**Information shown:**
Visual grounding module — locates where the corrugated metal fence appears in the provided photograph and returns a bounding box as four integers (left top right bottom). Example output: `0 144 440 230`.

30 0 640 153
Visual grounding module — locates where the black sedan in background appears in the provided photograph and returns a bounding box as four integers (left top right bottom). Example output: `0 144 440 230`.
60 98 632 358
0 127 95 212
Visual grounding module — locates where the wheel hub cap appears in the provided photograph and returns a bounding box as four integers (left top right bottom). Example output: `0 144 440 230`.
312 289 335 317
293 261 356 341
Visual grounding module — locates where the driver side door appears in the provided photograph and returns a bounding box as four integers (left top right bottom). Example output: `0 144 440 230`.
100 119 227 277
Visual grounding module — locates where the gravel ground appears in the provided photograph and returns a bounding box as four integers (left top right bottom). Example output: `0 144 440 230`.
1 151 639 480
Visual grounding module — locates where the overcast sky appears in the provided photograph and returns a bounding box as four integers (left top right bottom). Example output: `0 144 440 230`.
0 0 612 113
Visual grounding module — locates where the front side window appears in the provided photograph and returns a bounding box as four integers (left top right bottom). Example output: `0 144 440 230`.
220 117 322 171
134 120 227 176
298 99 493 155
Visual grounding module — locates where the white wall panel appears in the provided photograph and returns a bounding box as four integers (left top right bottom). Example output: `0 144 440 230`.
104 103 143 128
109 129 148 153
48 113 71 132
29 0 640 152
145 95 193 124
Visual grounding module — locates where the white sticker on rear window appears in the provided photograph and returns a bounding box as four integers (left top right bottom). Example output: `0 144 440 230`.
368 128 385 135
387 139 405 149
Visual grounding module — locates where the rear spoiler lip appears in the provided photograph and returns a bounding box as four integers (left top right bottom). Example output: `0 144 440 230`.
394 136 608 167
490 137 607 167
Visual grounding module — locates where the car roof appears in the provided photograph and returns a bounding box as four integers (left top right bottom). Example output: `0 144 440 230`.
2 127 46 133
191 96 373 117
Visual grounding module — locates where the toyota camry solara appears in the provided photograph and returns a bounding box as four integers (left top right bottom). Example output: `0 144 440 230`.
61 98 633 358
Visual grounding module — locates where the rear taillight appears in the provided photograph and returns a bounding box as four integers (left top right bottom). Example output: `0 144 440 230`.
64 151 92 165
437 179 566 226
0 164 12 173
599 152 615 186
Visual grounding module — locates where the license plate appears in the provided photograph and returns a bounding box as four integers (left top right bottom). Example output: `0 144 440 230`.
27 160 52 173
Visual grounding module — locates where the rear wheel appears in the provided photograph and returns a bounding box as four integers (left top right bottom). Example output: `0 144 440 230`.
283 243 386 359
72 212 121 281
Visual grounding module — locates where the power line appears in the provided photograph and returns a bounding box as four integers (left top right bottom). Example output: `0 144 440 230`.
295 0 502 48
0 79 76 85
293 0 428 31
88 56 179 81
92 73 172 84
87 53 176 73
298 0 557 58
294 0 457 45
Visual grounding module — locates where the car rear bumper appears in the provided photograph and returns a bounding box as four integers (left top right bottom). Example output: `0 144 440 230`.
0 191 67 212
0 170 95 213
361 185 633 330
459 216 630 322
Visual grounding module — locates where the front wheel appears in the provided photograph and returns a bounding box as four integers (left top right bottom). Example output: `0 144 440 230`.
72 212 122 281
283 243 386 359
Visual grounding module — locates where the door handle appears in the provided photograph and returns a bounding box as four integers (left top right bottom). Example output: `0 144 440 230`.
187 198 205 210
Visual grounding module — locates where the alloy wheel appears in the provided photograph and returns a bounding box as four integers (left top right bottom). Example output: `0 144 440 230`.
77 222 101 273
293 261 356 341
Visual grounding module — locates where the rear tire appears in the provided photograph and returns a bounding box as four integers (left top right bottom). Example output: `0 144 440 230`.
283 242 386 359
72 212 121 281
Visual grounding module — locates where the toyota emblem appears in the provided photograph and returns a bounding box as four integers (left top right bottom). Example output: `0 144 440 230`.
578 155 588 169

**What is required:** Set down the whole of the data, exactly as it stands.

**Solution below:**
Visual grounding module — locates where the corrugated metal fence appears in the provided photograph and returns a bounding box as four integers (left top right bottom). Example output: `0 144 440 230`.

30 0 640 153
Visual grounding module — locates where the black sedan in background appears in the provided photograph and returns a bounding box as four integers (left top right bottom). Example output: `0 144 440 230`.
60 98 632 358
0 127 95 212
Visual grounding module — locates where the wheel hub cap appears in the provided photograph and returns a bounding box as four integers (left top right bottom). Example output: `0 144 440 230`.
312 289 335 317
293 261 356 341
Visual grounding module — locates where the driver side door appears in the provided photograph and returns a bounding box as four integers (left top right bottom). Example output: `0 144 440 230`.
100 119 227 277
Visual grounding module — locates where the gravel ground appears in the provided photograph and returns a bounding box as four integers (left top right bottom). Example output: `0 144 440 230`.
1 151 639 480
Visual grounding module — locates where the overcast sky appears in the provided photograph and returns a bounding box as four integers (left top right bottom). Example output: `0 144 440 230`.
0 0 612 113
Visual grounding module — locates where the front side window appears in the provided photograph and returns a bounding box as four integers (left top right bottom). Example output: `0 144 440 230`.
220 117 322 171
134 120 227 176
298 99 493 155
Visual grounding module — locates where the white wall panel appears in the provided photograph and returns a bounding box as four integers (left top right bottom). Example output: `0 144 440 230`.
104 103 143 128
109 129 148 153
48 113 71 132
29 0 640 152
145 95 193 124
Visual grounding module — locates where the white sticker on rear window appears in the provided photograph and returns a bounding box as four integers (left top right bottom). Example output: `0 144 440 230`.
368 128 385 135
387 139 405 149
Visual grounding module — locates where the rear spoiler lip appears in the provided photograph and returns a bounding box as four integers (left top right bottom). Example output: `0 144 440 230`.
394 136 608 167
490 137 607 167
Visual grounding module — locates where the car roof appears in the provided photograph and returns a bounding box as four integers (left top right bottom). Example output: `0 144 440 230`.
2 127 46 133
191 96 373 117
Visual grounding module — locates where the toyota camry solara appears in the provided photograph and returns a bounding box as four integers (left top right bottom). Example output: `0 144 440 230`.
61 98 633 358
Visual grounding module — locates where the rear taillight appears in the provided photograph and returns a bounding box as four integers (left top right bottom). Example output: `0 144 440 230`.
64 151 92 165
437 179 566 226
0 164 12 173
599 152 615 186
Visual grounding module — locates where the license plate appears in the provided photograph and returns a bounding box as four integers (left top right bottom). Example output: `0 144 440 230`.
27 160 52 173
Visual grounding module — locates where the rear wheel appears in the provided photograph and returns a bounding box as four integers (left top right bottom). Example output: `0 144 440 230`.
283 243 386 359
72 212 121 281
Visual grounding module — locates where the power line appears in the provided photograph and returns a bounding box as four integers (left top right bottom). Example output: `0 144 440 230`.
295 0 502 48
0 79 76 85
293 0 428 31
88 56 179 81
92 73 172 84
87 53 176 73
298 0 557 58
294 0 457 45
Visual grounding module — locates where the car rear bumper appears in the provided photograph and returns a bounding box as four integers (left top right bottom). Example output: `0 144 440 230`.
0 191 67 212
0 170 95 213
361 185 633 330
459 216 630 322
Visual grounding module — locates where the front wheel appears in the provided photograph and returns a bounding box as four integers (left top right bottom). Example output: `0 144 440 230`.
72 212 122 281
283 243 386 359
Visual grounding module — locates where the door handle appears in the provided photograph and returns a bounding box as four integers (left top right bottom). Example output: `0 144 440 230`.
187 198 205 210
Visual grounding module — locates where the alloy wheel appears in the provided photograph and returns a bounding box as four integers (left top right bottom). Example output: `0 144 440 230`.
77 222 101 273
293 261 356 341
Visual grounding module — locates where the rear tire appears in the provided photograph and returns a bounding box as four integers (left top right bottom). Example output: `0 144 440 230`.
283 242 386 359
72 212 121 281
Visual grounding module — locates where the toyota emblem appears in the provided photograph and returns a bounding box as four integers (left top right bottom). Example output: `0 144 440 230`.
578 155 588 169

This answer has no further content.